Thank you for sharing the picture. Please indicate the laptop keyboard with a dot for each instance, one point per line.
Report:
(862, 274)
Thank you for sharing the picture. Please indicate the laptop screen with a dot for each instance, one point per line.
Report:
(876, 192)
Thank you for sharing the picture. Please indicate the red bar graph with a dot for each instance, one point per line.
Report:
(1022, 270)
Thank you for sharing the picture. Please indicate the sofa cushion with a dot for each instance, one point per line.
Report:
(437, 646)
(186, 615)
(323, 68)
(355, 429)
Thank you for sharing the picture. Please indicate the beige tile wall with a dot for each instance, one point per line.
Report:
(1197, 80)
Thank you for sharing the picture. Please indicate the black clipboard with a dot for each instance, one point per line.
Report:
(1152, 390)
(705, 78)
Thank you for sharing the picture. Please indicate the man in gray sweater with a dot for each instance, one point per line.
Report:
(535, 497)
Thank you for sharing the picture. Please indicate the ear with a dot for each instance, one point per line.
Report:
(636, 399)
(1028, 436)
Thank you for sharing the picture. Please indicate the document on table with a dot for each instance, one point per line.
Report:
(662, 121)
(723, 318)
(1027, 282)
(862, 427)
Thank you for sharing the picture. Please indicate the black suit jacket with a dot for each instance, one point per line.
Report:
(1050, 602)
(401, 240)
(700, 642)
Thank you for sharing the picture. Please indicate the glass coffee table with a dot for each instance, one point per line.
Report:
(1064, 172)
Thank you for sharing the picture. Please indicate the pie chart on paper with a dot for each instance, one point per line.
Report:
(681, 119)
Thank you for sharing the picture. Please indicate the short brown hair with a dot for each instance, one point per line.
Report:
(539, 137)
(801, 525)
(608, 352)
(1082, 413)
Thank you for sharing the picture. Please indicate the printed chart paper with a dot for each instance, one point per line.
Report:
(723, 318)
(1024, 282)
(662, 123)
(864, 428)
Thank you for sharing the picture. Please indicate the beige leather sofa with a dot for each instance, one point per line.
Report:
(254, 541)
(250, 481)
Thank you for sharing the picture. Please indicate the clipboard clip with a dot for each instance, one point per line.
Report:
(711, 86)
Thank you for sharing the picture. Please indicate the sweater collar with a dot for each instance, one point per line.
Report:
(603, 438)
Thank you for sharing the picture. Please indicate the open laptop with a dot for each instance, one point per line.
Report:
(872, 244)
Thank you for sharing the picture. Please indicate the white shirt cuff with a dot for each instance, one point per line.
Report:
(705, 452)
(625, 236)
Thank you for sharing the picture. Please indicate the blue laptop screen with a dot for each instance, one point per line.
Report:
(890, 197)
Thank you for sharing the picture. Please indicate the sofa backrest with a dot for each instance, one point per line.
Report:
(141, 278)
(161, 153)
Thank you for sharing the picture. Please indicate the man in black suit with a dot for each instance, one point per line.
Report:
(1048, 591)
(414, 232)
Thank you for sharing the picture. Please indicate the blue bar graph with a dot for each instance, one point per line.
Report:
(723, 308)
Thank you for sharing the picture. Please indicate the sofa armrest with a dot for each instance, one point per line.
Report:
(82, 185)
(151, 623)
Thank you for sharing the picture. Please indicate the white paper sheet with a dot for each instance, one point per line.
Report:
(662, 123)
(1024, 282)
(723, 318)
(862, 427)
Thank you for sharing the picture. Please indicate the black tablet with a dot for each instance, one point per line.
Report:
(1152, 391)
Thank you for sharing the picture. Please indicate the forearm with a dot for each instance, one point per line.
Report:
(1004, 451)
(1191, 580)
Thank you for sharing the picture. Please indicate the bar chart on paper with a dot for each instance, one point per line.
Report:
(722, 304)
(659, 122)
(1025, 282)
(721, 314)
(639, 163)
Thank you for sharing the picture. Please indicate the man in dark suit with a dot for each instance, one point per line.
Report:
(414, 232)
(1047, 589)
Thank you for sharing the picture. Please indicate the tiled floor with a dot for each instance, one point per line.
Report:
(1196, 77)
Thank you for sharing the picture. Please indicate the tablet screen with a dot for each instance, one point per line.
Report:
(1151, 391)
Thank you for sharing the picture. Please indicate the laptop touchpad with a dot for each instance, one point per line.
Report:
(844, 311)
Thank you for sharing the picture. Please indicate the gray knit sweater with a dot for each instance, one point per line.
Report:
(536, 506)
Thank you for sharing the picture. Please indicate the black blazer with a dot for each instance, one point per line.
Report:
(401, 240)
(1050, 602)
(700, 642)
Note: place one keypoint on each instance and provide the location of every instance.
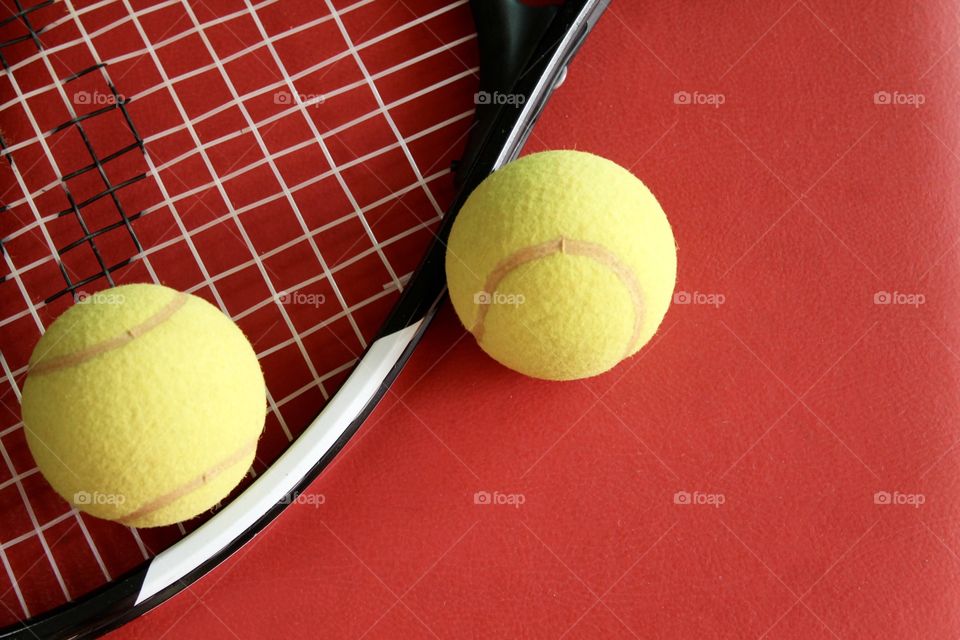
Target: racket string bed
(103, 100)
(288, 160)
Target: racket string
(176, 202)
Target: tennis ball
(143, 405)
(561, 264)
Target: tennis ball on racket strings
(143, 405)
(561, 264)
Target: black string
(110, 191)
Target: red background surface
(796, 400)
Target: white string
(156, 173)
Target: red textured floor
(723, 483)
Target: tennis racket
(290, 161)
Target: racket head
(158, 147)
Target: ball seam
(567, 246)
(189, 487)
(71, 360)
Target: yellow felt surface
(576, 317)
(158, 415)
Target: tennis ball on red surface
(561, 264)
(143, 405)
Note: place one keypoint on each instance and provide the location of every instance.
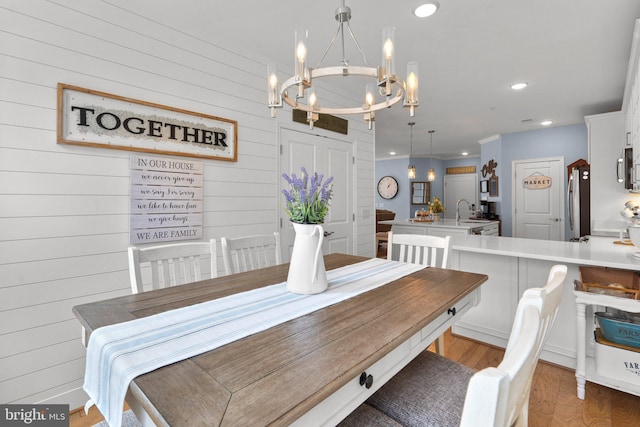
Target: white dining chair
(424, 250)
(172, 264)
(419, 249)
(435, 391)
(250, 252)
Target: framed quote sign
(97, 119)
(167, 198)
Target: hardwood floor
(553, 401)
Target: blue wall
(569, 142)
(397, 168)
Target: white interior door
(539, 212)
(331, 157)
(456, 187)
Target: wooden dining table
(312, 370)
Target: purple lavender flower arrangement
(307, 200)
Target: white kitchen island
(514, 265)
(443, 227)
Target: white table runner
(118, 353)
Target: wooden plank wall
(64, 209)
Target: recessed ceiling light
(426, 9)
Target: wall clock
(387, 187)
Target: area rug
(128, 420)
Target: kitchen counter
(515, 265)
(598, 251)
(440, 227)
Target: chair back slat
(171, 264)
(248, 253)
(419, 249)
(511, 379)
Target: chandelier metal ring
(292, 83)
(391, 88)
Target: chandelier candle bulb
(272, 86)
(293, 88)
(300, 58)
(388, 52)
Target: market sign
(537, 182)
(97, 119)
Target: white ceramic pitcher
(307, 274)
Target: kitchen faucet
(458, 208)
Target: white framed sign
(98, 119)
(166, 199)
(537, 182)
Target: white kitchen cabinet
(509, 277)
(623, 362)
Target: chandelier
(300, 85)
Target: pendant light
(412, 168)
(431, 175)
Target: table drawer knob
(366, 380)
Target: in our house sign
(166, 199)
(91, 118)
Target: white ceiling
(574, 54)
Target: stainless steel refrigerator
(578, 200)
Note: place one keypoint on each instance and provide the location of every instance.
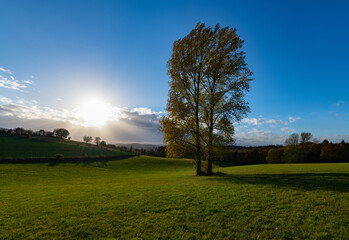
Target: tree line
(58, 132)
(298, 149)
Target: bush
(274, 155)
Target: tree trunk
(210, 144)
(198, 167)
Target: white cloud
(287, 130)
(143, 111)
(261, 121)
(11, 83)
(27, 82)
(339, 103)
(293, 119)
(5, 100)
(5, 70)
(135, 125)
(257, 137)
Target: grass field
(17, 146)
(155, 198)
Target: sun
(95, 113)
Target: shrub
(274, 155)
(59, 156)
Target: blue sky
(57, 55)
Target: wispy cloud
(7, 80)
(257, 137)
(261, 121)
(28, 82)
(126, 125)
(293, 119)
(287, 130)
(5, 70)
(11, 83)
(339, 103)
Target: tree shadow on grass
(338, 182)
(88, 162)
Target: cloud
(287, 130)
(127, 125)
(5, 70)
(11, 83)
(28, 82)
(339, 103)
(5, 100)
(260, 121)
(7, 80)
(257, 137)
(293, 119)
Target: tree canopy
(209, 77)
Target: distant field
(156, 198)
(16, 146)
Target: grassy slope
(21, 146)
(150, 198)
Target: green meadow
(156, 198)
(18, 146)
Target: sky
(60, 61)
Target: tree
(87, 139)
(42, 132)
(292, 139)
(208, 79)
(103, 144)
(305, 137)
(61, 133)
(182, 127)
(226, 79)
(19, 131)
(97, 141)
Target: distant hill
(18, 146)
(139, 145)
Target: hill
(19, 146)
(157, 198)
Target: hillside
(18, 146)
(157, 198)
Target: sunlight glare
(96, 113)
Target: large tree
(225, 81)
(208, 79)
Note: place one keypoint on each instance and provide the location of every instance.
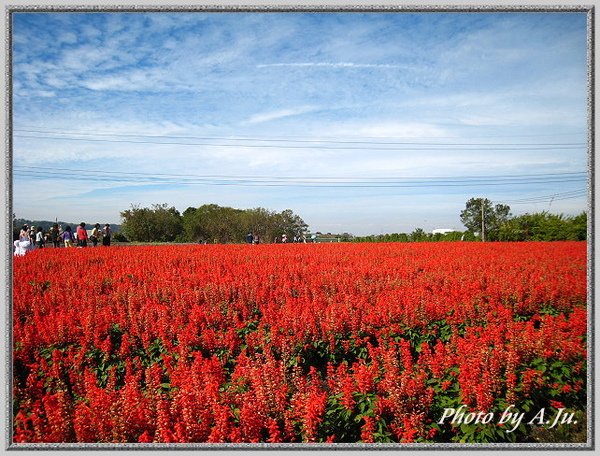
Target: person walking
(67, 237)
(39, 238)
(23, 244)
(96, 234)
(106, 235)
(55, 235)
(82, 236)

* * * *

> [What to work on] Copy the lines above exactly as they appear, starting at the line that contains "the white paper" and ending after the line that contains "(1152, 391)".

> [Worked solution]
Thank you for sharing the picture. Please indicate the white paper sheet with a dot for each instance, one point per line.
Report:
(662, 123)
(1024, 282)
(723, 318)
(862, 427)
Thank you for sharing the picture. Please indicate the black tablet with a dot for each instance, one point per line.
Report:
(1152, 391)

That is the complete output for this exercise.